• Testo da leggere
....................

Getaway è il brano d’apertura composto da Eddie Vedder, un rock duro con il giro di chitarre in evidenza, una peculiarità della band che è solita inserire nell’incipit della tracklist un brano duro che introduce all’atmosfera dell’album: di sicuro più duro di “Gonna see My Friend” tratto da “Backspacer” ma il testo è un urlo di rabbia: “It’s ok/Sometimes you find yourself/Having to put all your faith/In no faith/Mine is mine, and yours won’t take its place/Now make your getaway”.
“Mind Your Manners” è il pezzo punk dell’album composto da Mike McCready e Eddie Vedder, già in rotazione musicale, riprende l’atmosfera dell’album “Vitalogy” con il brano “Spin the Black Circle”; in evidenza qui oltre al solo di chitarra c’è la batteria di Matt Cameron che entra dritta allo stomaco ma il titolo può trarre in inganno: “They’re taking young innocents/And then they throw em on a burning pile/And all along they’re saying/Mind your manners!”

....................

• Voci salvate
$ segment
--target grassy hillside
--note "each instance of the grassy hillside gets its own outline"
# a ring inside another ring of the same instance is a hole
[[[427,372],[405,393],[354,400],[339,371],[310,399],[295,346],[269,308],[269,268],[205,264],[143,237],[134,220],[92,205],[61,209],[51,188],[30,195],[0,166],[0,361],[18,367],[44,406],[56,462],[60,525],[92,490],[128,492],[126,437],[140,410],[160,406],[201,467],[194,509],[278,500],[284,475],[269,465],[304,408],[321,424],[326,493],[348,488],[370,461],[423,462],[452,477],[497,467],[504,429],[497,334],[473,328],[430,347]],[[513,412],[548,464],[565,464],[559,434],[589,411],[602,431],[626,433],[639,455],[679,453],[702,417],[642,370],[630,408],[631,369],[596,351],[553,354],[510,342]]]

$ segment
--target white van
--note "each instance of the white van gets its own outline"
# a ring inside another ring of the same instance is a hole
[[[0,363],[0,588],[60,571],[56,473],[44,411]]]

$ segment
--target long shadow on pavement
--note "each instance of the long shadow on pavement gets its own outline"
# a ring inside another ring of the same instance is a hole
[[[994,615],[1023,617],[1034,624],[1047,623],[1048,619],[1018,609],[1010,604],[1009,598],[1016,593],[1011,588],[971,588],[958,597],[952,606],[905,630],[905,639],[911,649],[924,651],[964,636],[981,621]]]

....................

• Dettagli del compito
Puoi trascrivere per intero, senza alcuna modifica, il testo riportato sopra su "Getaway" e "Mind Your Manners"?

• Risposta scritta
Getaway è il brano d’apertura composto da Eddie Vedder, un rock duro con il giro di chitarre in evidenza, una peculiarità della band che è solita inserire nell’incipit della tracklist un brano duro che introduce all’atmosfera dell’album: di sicuro più duro di “Gonna see My Friend” tratto da “Backspacer” ma il testo è un urlo di rabbia: “It’s ok/Sometimes you find yourself/Having to put all your faith/In no faith/Mine is mine, and yours won’t take its place/Now make your getaway”.
“Mind Your Manners” è il pezzo punk dell’album composto da Mike McCready e Eddie Vedder, già in rotazione musicale, riprende l’atmosfera dell’album “Vitalogy” con il brano “Spin the Black Circle”; in evidenza qui oltre al solo di chitarra c’è la batteria di Matt Cameron che entra dritta allo stomaco ma il titolo può trarre in inganno: “They’re taking young innocents/And then they throw em on a burning pile/And all along they’re saying/Mind your manners!”